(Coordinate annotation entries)
========================================================================

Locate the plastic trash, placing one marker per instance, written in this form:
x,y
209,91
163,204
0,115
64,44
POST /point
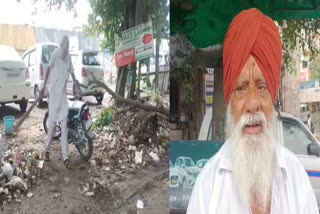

========================================================================

### EXERCISE DESCRIPTION
Copy every line of the records above without changing a character, and leave the pictures out.

### RESULT
Locate the plastic trash, placing one marker per instance, written in this form:
x,y
209,91
163,204
0,115
64,44
POST /point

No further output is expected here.